Reproduce the material below as a numbered list, one line per item, and omit any blank lines.
------------------------------
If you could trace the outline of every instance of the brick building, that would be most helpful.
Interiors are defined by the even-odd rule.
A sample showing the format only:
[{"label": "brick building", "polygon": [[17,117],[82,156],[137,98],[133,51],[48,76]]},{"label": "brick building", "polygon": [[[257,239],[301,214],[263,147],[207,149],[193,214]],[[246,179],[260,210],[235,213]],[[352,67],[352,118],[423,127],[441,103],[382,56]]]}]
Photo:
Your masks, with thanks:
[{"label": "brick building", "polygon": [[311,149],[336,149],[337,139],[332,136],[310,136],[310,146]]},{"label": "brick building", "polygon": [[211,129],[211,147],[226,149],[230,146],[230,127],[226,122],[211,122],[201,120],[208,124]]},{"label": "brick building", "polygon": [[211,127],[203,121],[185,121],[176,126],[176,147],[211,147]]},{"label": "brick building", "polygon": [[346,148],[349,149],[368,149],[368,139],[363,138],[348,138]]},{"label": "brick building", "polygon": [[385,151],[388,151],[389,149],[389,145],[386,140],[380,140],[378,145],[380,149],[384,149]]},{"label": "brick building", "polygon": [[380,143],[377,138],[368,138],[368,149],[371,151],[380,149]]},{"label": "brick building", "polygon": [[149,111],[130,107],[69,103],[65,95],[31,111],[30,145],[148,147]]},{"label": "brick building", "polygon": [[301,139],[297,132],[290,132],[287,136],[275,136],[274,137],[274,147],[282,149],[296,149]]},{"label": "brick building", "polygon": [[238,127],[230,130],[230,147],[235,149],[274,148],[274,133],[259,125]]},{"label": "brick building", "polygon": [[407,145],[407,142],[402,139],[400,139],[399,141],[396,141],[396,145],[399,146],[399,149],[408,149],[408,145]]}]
------------------------------
→ TASK RESULT:
1. If you could trace the outline of every instance of the brick building, that would be most helpful.
2. Interiors are defined by the even-odd rule.
3. A sample showing the format only:
4. [{"label": "brick building", "polygon": [[17,117],[82,156],[137,98],[133,51],[48,76]]},{"label": "brick building", "polygon": [[[257,239],[301,214],[263,147],[207,149],[193,214]],[[246,179],[260,210],[235,213]],[[352,67],[352,118],[423,127],[441,103],[382,56]]]}]
5. Photo:
6. Your masks, with thanks:
7. [{"label": "brick building", "polygon": [[311,149],[336,149],[337,139],[332,136],[310,136],[310,146]]},{"label": "brick building", "polygon": [[211,129],[211,147],[226,149],[230,146],[230,127],[226,122],[211,122],[201,120],[208,124]]},{"label": "brick building", "polygon": [[211,127],[203,121],[185,121],[176,126],[176,147],[211,147]]},{"label": "brick building", "polygon": [[346,148],[349,149],[368,149],[368,139],[363,138],[348,138]]},{"label": "brick building", "polygon": [[385,151],[388,151],[389,149],[389,145],[386,140],[380,140],[378,145],[380,149],[384,149]]},{"label": "brick building", "polygon": [[380,143],[377,138],[368,138],[368,149],[371,151],[380,149]]},{"label": "brick building", "polygon": [[149,111],[130,107],[69,103],[65,95],[31,111],[30,145],[148,147]]},{"label": "brick building", "polygon": [[301,139],[297,132],[290,132],[287,136],[275,136],[274,137],[274,147],[282,149],[296,149]]},{"label": "brick building", "polygon": [[238,127],[230,130],[230,147],[235,149],[274,148],[274,133],[259,125]]},{"label": "brick building", "polygon": [[407,145],[407,142],[402,139],[400,139],[399,141],[396,141],[396,145],[399,146],[399,149],[408,149],[408,145]]}]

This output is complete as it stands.